Exercise details = Repeat word for word the passage of the financial bucket list article below that falls between "How To Create" and "in their lifetime.", inclusive.

Text provided =
-- Opening Marker --

How To Create A Financial Bucket List
San Francisco Chronicle
By Janine Eccleston
Many Americans create bucket lists of things they would like to do before they die. For some it includes travel, and for others it includes things such as giving back and donating their time. What many people don’t have is a financial bucket list or a list of financial goals and obligations they would like to achieve in their lifetime.
Here are some ideas for your financial bucket list:
Pay off All Your Debt
While some may consider this a lofty goal, for many it means peace of mind and less stress. Some psychologists say that individuals are suffering terribly because of their debts. According to a survey by AP-AOL, roughly 27% of individuals reporting high-debt stress said they had ulcers or some form of digestive tract problems and 44% said they suffered from migraine headaches. The total debt of consumers in the United States as of March 31, 2012 was $11.44 trillion. While this includes household debt and consumer debt it means that each American owes over $36,000, based on a population of approximately 314,686,000. This isn’t the type of burden you want to leave to your children or your estate. By paying off debt you can rest assured that you won’t be a burden to anyone.
Own Your Home
This ties in closely with point number one, and it can also be seen as achieving the America Dream. Owning a home is seen as an expression of personal freedom, as it has been ingrained into the American culture since the mid-1800s. Owning a home marks a milestone in one’s life, giving homeowners a sense of pride and accomplishment. A 2009 American Housing Survey (AHS) shows that only about 25% of homeowners have no mortgages, so crossing this off your financial bucket list should definitely give you a feeling of triumph.

-- Closing Marker --

Data excerpts =
-- Opening Marker --

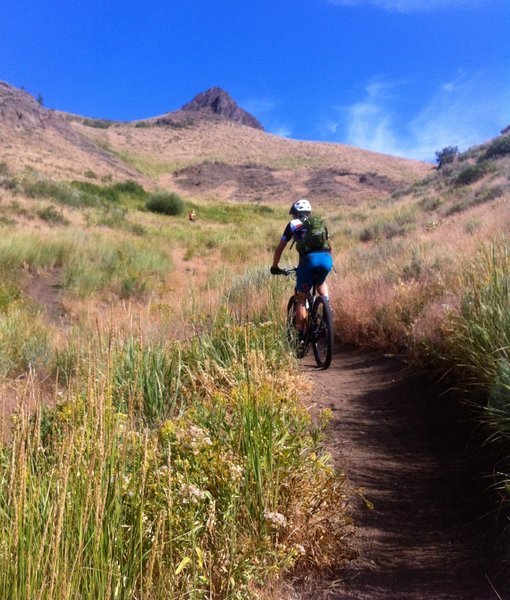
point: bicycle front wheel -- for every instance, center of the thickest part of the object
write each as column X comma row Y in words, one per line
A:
column 323, row 335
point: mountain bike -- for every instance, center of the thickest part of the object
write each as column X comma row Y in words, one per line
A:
column 318, row 331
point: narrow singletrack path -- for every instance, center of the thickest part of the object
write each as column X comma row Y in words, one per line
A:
column 405, row 447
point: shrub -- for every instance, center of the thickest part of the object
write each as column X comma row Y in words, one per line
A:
column 166, row 203
column 446, row 155
column 429, row 204
column 472, row 174
column 98, row 123
column 51, row 215
column 130, row 187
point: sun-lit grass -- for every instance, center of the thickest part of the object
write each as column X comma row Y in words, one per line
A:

-- Closing Marker --

Problem solution =
How To Create A Financial Bucket List
San Francisco Chronicle
By Janine Eccleston
Many Americans create bucket lists of things they would like to do before they die. For some it includes travel, and for others it includes things such as giving back and donating their time. What many people don’t have is a financial bucket list or a list of financial goals and obligations they would like to achieve in their lifetime.